• PROVIDED RECORDS:

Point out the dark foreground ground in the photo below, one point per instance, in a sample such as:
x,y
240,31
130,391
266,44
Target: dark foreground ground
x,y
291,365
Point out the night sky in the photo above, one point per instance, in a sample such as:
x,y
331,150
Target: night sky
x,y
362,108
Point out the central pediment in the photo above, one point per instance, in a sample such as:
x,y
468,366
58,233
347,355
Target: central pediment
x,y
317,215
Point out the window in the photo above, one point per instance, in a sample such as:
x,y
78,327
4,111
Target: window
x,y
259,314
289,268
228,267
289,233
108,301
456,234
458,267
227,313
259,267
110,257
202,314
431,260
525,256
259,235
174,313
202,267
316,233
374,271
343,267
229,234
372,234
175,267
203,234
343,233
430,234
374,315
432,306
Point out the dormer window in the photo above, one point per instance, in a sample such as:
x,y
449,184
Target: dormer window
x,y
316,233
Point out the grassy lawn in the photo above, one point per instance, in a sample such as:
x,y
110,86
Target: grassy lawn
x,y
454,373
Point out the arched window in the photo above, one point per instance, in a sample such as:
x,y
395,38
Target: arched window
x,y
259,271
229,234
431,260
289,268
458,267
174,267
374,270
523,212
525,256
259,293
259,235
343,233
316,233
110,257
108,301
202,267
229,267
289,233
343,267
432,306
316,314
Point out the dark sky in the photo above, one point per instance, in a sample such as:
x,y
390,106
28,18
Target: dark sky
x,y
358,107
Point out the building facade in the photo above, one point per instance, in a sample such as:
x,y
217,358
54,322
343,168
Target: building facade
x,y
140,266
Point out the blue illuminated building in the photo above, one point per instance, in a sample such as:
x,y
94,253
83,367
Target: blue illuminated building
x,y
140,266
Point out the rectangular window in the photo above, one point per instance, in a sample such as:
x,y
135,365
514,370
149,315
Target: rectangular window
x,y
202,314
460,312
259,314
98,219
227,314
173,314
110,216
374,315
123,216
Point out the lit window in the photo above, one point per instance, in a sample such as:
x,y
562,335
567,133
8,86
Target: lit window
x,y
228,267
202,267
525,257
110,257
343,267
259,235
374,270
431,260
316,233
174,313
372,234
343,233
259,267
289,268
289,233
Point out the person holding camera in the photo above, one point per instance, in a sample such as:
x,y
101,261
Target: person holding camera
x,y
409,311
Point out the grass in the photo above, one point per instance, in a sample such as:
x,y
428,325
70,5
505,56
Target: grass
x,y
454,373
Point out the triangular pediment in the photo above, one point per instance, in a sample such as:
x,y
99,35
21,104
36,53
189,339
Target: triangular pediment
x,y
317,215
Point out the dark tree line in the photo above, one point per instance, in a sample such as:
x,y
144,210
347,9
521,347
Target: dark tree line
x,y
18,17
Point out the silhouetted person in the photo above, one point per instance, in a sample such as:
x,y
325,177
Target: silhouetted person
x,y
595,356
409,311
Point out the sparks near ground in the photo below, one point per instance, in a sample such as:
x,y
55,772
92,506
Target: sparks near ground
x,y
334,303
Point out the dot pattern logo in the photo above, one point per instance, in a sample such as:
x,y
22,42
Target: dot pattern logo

• WHAT THE EXERCISE ASKS: Write out the records again, from the line containing "Point out the person" through the end of the records, with the requests kept in place. Shift each answer point by adding 139 to both of its coordinates, and leave the requests and their sample coordinates unchanged.

• ANSWER IN FULL:
Point out the person holding camera in the photo above, one point per instance, in a sample such as:
x,y
101,261
Target: person holding camera
x,y
548,450
Point out the grass in the photo above, one point per instance, in a sample such as:
x,y
428,325
70,5
505,56
Target: grass
x,y
593,512
Point out the triangular pediment in the photo above, one point per instance, in a sample such as:
x,y
99,35
21,104
36,53
189,339
Target: triangular pediment
x,y
456,354
Point out the dark tree line in the photo above, one point per instance, in a sample such as:
x,y
144,210
347,9
521,347
Target: dark tree line
x,y
157,156
Point out the silhouetted person in the photo above, one point per instance, in a sample such as:
x,y
325,177
Target: silhouetted person
x,y
734,495
548,450
Point out the sparks near ground in the photo below, one point per instance, in a sample such as:
x,y
55,772
92,506
Target: sparks near ground
x,y
473,442
Point out the dot pattern logo in the photo above, one point per instance, in a sample such as:
x,y
22,42
Target: dot pattern logo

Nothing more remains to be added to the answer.